[START OF Data records]

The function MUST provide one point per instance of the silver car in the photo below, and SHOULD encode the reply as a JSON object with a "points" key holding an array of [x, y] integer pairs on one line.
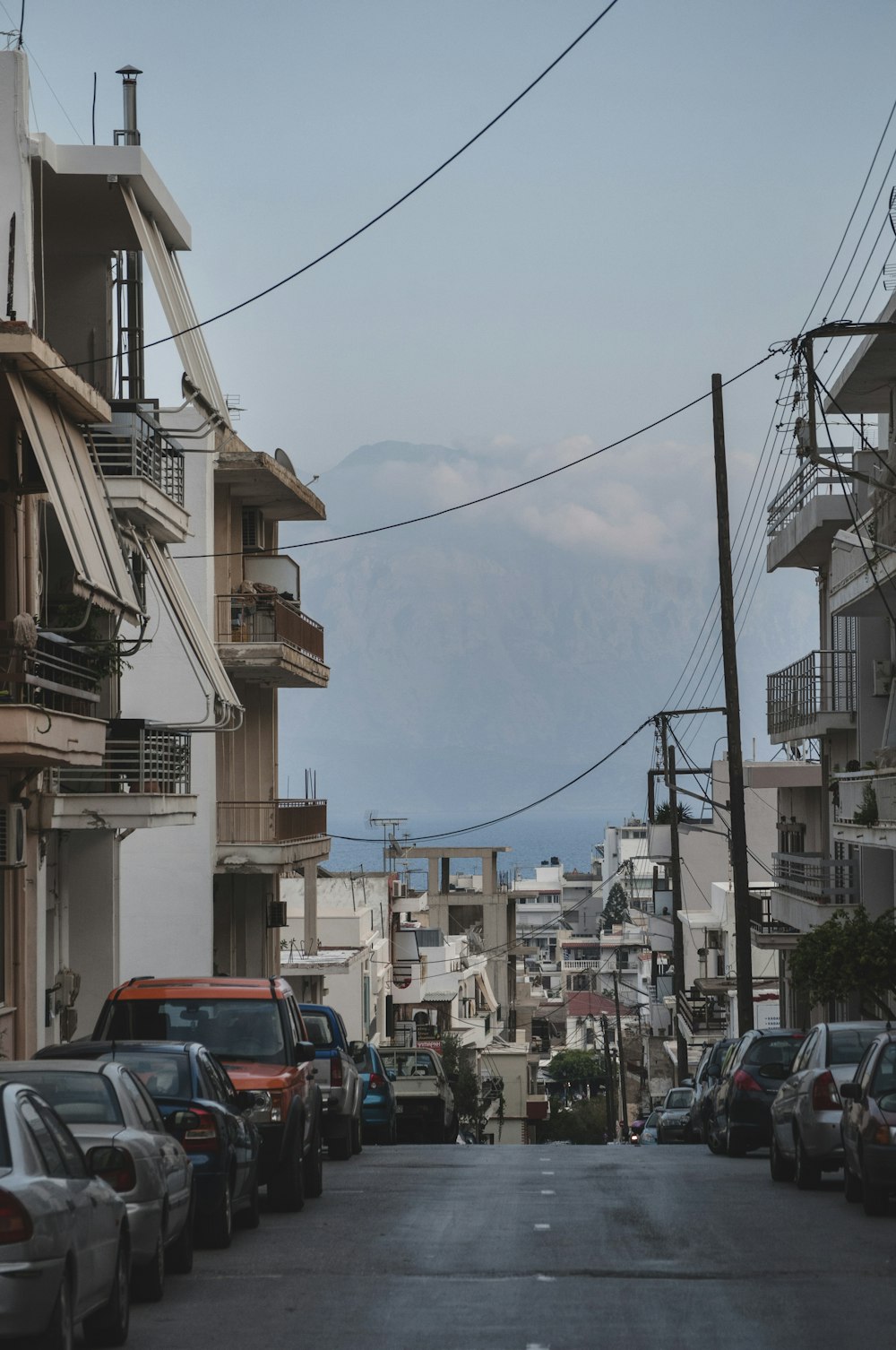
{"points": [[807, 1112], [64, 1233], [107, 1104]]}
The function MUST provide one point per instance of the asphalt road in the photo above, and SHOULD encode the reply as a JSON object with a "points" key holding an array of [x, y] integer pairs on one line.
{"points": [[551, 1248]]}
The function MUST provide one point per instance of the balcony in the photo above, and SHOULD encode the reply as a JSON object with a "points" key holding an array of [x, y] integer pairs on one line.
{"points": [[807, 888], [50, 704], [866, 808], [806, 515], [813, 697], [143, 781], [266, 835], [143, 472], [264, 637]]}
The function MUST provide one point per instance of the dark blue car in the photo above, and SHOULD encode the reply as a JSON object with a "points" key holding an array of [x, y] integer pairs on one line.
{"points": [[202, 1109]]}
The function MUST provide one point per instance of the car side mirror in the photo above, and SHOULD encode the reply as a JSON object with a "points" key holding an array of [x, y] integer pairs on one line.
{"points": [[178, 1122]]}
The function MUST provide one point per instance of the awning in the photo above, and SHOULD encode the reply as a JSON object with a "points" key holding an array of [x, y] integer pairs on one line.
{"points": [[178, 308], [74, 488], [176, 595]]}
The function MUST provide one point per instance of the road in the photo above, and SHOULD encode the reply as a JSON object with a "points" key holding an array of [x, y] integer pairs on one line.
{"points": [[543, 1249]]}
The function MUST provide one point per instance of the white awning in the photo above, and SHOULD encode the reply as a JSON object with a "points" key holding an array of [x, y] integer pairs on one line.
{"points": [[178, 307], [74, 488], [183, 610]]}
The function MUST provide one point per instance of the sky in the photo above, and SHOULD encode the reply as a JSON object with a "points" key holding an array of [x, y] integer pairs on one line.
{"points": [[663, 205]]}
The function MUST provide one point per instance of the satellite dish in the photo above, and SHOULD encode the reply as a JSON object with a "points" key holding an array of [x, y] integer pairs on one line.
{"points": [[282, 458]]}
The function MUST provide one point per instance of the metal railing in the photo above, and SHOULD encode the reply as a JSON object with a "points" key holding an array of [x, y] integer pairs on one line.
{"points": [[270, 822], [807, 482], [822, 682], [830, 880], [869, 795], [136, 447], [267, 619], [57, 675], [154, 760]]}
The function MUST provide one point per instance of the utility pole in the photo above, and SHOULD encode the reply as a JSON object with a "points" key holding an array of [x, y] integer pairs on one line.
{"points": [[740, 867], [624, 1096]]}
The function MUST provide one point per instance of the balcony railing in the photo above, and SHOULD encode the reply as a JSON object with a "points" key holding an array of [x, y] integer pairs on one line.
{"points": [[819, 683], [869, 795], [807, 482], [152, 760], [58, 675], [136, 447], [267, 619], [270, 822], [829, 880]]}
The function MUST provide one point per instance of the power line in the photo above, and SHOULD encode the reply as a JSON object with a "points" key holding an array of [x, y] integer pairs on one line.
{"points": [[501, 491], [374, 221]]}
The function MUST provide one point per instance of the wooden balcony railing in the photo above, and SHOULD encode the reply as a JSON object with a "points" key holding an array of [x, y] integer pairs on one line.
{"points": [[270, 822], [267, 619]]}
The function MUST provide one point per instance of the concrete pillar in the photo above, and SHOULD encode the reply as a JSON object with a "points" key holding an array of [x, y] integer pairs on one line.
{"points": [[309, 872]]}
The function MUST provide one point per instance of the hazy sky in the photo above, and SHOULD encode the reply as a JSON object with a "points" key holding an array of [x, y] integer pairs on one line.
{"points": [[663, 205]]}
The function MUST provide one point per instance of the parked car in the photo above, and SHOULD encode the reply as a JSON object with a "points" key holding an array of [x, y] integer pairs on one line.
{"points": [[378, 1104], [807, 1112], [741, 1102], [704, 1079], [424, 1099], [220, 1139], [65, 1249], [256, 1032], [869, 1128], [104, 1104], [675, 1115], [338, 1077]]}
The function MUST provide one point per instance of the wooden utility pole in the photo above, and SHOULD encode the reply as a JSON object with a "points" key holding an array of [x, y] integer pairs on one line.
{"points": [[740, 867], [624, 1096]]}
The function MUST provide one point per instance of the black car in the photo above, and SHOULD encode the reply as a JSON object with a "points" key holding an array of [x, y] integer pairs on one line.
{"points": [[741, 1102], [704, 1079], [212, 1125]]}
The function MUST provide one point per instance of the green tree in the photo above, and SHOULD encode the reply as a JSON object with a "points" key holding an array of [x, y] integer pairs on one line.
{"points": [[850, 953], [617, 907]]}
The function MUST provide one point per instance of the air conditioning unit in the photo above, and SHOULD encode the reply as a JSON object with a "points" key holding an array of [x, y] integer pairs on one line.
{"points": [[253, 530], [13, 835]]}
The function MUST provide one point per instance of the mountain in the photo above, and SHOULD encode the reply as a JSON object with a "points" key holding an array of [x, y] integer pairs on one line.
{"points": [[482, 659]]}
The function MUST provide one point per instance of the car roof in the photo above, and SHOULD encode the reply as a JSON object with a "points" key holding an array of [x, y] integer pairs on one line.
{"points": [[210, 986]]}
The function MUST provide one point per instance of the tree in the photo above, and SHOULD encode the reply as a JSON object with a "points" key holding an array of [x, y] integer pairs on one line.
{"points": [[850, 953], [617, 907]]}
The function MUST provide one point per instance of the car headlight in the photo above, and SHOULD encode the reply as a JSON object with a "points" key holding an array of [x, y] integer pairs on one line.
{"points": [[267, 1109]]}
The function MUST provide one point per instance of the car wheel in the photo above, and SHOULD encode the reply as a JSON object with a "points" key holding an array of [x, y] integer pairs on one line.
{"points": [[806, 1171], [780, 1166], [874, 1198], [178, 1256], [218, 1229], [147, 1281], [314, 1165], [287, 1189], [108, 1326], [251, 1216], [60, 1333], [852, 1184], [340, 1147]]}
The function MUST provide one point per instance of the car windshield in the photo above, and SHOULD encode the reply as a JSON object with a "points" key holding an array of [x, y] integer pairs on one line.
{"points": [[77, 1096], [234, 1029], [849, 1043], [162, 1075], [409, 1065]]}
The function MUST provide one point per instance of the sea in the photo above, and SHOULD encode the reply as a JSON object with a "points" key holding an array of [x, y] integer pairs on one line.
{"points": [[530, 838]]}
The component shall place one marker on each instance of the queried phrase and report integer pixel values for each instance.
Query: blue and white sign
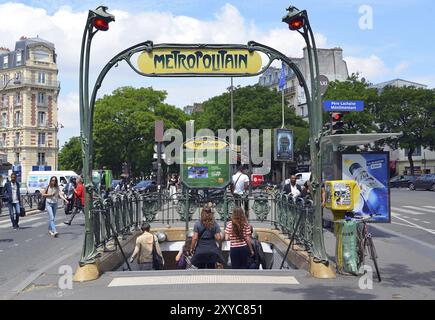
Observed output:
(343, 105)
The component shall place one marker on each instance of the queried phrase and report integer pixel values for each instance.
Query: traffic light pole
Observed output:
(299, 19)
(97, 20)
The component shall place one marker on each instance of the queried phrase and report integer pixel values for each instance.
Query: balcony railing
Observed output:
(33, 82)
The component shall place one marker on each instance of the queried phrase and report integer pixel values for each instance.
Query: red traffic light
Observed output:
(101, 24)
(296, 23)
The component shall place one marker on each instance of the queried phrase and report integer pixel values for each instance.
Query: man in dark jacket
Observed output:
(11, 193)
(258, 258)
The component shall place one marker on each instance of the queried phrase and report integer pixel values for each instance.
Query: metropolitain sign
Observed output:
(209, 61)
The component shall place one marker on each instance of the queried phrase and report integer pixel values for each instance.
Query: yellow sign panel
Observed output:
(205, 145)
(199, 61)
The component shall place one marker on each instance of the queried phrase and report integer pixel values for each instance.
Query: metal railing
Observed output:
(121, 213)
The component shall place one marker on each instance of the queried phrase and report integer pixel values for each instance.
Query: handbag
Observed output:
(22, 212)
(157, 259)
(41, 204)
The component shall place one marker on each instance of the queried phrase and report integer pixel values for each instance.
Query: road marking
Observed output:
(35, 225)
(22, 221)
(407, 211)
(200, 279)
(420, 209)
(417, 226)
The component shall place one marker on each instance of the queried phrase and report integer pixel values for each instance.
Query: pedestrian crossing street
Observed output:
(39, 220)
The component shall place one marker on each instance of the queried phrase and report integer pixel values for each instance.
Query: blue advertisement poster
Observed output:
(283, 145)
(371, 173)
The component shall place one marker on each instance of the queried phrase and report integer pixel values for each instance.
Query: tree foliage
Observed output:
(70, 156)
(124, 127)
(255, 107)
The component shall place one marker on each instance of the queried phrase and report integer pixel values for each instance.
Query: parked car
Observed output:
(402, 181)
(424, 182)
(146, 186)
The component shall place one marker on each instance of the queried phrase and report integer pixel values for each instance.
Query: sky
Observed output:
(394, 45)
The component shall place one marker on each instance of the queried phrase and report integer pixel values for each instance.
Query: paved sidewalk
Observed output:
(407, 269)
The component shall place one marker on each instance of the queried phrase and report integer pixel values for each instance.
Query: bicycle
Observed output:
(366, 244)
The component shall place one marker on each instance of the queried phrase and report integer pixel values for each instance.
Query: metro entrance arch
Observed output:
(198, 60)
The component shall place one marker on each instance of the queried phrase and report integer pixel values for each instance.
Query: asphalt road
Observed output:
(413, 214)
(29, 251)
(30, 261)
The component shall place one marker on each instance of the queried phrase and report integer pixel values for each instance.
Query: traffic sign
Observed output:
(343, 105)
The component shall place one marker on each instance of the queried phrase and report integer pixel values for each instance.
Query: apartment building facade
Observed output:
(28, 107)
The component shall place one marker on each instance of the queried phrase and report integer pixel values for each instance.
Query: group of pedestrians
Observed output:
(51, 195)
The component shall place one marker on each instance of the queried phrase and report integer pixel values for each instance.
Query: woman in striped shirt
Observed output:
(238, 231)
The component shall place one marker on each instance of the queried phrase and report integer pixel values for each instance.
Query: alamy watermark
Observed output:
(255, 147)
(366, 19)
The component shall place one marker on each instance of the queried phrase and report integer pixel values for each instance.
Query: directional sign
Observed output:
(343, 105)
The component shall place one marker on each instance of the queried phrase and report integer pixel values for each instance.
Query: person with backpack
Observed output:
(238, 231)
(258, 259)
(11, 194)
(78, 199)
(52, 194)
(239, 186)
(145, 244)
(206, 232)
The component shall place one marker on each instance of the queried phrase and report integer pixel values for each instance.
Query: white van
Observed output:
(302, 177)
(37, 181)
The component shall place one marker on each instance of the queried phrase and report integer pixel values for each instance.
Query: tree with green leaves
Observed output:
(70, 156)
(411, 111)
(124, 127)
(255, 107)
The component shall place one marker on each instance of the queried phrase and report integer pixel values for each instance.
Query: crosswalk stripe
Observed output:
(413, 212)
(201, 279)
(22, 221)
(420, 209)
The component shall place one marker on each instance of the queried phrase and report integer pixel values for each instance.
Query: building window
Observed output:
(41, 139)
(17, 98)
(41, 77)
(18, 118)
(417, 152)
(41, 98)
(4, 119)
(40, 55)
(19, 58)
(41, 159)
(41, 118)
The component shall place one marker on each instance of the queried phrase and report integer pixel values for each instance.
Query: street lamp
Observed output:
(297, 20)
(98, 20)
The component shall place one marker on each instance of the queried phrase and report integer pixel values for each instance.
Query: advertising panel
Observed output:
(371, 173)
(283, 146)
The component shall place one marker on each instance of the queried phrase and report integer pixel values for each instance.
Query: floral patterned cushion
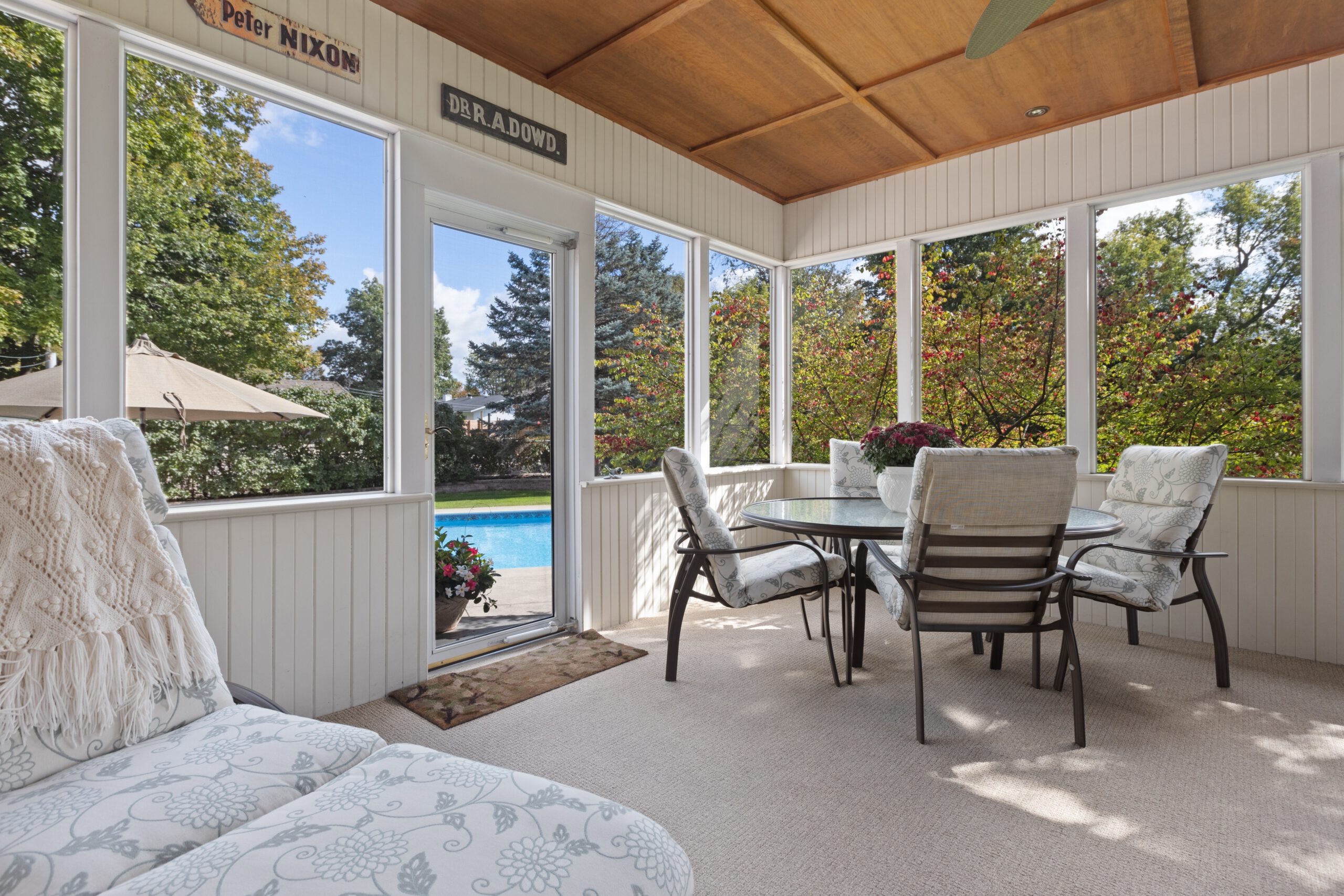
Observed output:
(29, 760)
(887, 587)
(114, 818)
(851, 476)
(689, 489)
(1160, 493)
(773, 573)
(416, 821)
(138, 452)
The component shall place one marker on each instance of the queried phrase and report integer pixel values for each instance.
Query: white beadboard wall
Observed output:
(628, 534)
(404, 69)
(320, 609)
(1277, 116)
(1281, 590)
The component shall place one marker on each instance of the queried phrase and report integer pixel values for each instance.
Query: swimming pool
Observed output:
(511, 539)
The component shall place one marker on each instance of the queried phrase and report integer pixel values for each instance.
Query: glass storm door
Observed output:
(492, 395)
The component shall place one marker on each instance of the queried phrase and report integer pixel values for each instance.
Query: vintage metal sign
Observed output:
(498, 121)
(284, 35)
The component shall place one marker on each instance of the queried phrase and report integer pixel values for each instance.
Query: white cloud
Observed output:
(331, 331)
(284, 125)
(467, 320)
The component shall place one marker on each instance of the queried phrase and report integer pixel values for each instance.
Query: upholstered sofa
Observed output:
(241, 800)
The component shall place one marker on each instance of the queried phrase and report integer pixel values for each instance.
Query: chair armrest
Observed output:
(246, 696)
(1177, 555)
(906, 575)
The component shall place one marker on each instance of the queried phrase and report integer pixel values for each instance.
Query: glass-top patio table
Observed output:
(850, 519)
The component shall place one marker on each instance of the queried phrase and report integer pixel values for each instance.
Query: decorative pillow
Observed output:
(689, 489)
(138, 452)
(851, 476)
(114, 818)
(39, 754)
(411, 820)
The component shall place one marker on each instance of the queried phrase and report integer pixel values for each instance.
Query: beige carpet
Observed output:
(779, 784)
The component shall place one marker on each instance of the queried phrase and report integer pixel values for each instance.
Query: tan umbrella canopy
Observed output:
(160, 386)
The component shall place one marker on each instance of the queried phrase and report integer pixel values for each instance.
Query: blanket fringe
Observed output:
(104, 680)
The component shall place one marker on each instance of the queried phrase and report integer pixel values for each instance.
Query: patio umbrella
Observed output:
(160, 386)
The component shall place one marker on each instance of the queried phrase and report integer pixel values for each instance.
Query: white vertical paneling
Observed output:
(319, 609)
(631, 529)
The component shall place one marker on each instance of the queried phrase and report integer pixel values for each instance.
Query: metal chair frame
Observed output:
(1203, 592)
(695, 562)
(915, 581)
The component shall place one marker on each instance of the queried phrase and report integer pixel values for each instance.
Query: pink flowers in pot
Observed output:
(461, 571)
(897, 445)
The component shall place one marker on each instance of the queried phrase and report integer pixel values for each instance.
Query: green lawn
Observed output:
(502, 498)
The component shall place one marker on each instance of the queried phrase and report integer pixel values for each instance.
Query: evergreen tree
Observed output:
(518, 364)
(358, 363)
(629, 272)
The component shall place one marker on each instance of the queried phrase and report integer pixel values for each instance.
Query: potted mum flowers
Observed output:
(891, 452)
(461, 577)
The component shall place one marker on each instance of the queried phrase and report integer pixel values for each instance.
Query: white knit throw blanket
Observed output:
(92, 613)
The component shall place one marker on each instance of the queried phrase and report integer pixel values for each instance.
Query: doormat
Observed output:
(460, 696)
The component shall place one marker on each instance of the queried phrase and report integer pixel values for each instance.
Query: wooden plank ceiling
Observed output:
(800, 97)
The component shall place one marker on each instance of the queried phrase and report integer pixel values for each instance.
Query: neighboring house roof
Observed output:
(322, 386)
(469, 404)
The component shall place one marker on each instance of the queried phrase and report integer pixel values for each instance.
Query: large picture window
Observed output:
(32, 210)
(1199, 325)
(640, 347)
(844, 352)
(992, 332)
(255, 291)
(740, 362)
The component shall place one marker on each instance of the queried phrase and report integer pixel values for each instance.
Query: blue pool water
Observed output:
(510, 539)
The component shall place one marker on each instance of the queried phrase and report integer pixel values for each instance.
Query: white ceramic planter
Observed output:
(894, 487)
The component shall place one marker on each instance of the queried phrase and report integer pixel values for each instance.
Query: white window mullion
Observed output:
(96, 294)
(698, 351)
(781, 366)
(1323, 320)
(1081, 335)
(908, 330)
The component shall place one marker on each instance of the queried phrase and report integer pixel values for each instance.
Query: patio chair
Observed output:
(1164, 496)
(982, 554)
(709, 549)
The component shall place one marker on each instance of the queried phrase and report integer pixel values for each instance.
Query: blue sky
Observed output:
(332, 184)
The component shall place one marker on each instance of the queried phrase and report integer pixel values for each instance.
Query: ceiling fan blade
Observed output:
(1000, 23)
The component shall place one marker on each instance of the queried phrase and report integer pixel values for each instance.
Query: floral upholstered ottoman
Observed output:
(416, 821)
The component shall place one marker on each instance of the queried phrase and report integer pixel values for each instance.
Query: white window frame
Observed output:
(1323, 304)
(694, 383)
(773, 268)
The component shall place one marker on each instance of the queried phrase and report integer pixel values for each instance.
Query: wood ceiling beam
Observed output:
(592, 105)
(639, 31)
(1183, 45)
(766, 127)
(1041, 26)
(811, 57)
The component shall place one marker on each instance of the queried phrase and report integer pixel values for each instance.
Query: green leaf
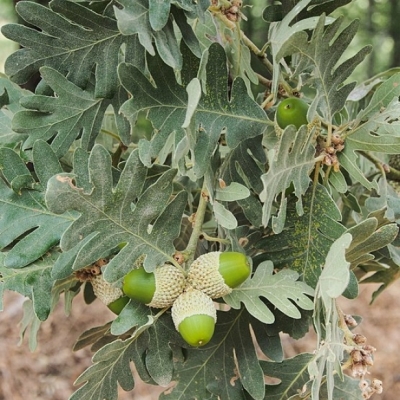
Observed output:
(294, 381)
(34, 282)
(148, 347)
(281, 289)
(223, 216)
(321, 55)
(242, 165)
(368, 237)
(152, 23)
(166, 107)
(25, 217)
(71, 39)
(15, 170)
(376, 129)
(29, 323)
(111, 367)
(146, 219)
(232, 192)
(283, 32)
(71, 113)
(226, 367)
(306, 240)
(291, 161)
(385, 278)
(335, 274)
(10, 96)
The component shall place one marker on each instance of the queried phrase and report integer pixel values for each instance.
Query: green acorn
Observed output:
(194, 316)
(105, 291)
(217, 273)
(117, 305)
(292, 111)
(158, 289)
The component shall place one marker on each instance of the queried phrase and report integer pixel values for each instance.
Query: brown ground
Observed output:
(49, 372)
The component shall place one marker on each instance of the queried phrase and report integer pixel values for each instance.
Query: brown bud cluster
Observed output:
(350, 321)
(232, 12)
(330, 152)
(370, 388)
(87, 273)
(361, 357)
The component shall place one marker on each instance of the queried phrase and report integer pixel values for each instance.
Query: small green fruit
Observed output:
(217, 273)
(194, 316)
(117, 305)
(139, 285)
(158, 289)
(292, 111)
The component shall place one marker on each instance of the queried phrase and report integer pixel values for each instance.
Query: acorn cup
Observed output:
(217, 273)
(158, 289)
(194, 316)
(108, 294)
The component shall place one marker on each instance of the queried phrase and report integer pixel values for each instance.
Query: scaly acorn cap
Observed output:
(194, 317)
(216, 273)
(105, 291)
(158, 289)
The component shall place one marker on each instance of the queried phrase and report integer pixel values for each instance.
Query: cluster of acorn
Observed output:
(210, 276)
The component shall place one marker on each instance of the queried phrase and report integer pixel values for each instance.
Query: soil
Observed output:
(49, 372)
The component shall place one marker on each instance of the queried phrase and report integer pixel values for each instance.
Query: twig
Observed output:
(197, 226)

[END OF Data records]

# Objective
State how many lines of the items above contain the string "parked". Give only the number.

# Written answer
2